╭─ Texto

Review | Tempo

É inegável que M. Night Shyamalan seja uma das assinaturas mais reconhecidas do cinema contemporâneo, no nível de Quentin Tarantino, Pedro Almodóvar e – vá lá – Christopher Nolan. Ao ver esses nomes nos anúncios e trailers já sabemos mais o menos o que esperar. Interessante que na atual crise das salas de exibição causadas pela pandemia do Covid-19, Nolan se manifestou com seu Tenet sendo lançado na telona em plena quarentena como “a salvação do cinema” (não foi) em suas próprias palavras; e Shyamalan, numa declaração logo antes de seu Tempo, que acabou de estrear.

Dito isso, se por um lado seu último trabalho traz o que esperamos dele – tema intrigante, tomadas perfeitamente inseridas na narrativa e muito suspense – , por outro esbarra num problema já visto anteriormente, que é a direção de atores.

Por isso Tempo lembra, de certa forma (e ironicamente, em português), Fim dos Tempos, em que a escalação dos atores comprometeu o projeto (Zoey Deschanel fazendo um drama apocalíptico, WTF?). Atores de peso como Gael Garcia Bernal, Vicky Krieps (revelação em Trama Fantasma) e o habitualmente bom vilão Rufus Sewell parecem atuar em uma peça infantil, sem saber bem o que fazer na história. A partir daqui, spoilers.

╰─

# Questões de estudo
(1) Segundo a resenha de Tempo, qual problema já visto anteriormente o último trabalho de Shyamalan enfrenta?
(2) Enumere todos os títulos de filmes mencionados na resenha de Tempo.
(3) Dê prosseguimento à resenha de Tempo a partir da última frase apresentada.

╭─ Material de estudo

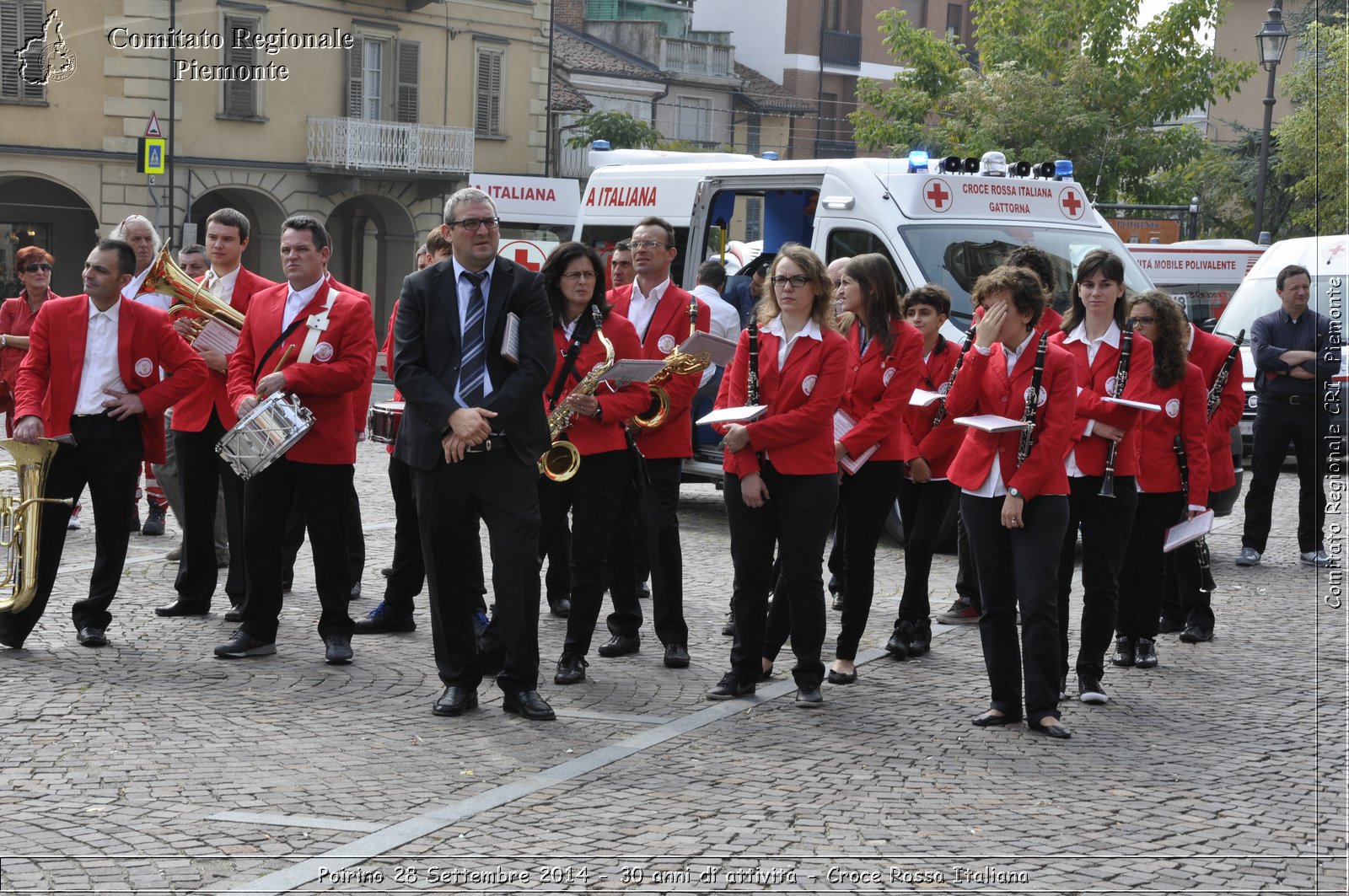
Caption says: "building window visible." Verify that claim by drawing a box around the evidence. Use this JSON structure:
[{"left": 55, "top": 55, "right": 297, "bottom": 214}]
[
  {"left": 0, "top": 0, "right": 49, "bottom": 103},
  {"left": 474, "top": 47, "right": 506, "bottom": 137}
]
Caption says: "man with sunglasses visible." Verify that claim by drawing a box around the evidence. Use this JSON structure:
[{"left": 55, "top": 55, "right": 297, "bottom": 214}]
[
  {"left": 599, "top": 217, "right": 711, "bottom": 669},
  {"left": 394, "top": 188, "right": 555, "bottom": 721}
]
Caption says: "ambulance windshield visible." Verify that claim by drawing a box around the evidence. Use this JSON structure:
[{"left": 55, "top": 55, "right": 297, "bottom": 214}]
[{"left": 900, "top": 224, "right": 1151, "bottom": 319}]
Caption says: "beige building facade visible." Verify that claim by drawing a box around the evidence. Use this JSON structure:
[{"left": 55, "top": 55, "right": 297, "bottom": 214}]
[{"left": 0, "top": 0, "right": 549, "bottom": 340}]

╰─

# Respostas
(1) A direção de atores.

(2) Tenet, Tempo, Fim dos Tempos e Trama Fantasma.

(3)
Segundo o próprio diretor, a ideia para o filme surgiu quando ele ganhou de presente de suas filhas a graphic novel Sandcastle (Castelo de Areia), de Pierre Oscar Lévy e Frederik Peeters, que o levou a pensar na passagem do tempo, de seus pais envelhecendo e suas garotas amadurecendo.

Daí que a trama é centrada na família formada por Guy (Bernal), um especialista em riscos; sua mulher, Prisca (Vicky), que é curadora de museu; e os filhos Maddox (Alexa Swinton, de Billions, e depois Thomazin McKenzie, de Jojo Rabbit) e Trent (Nolan River e, mais tarde, Alex Wolff, de Hereditário).

Uma promoção na Internet os leva a um resort paradisíaco, cujas boas-vindas do gerente nórdico (o sueco Gustav Hammarsteen) remete à Ilha da Fantasia dos anos 70, com uma bela loira (Francesca, filha de Clint Eastwood com Frances Fischer) ao invés do anão Tatoo.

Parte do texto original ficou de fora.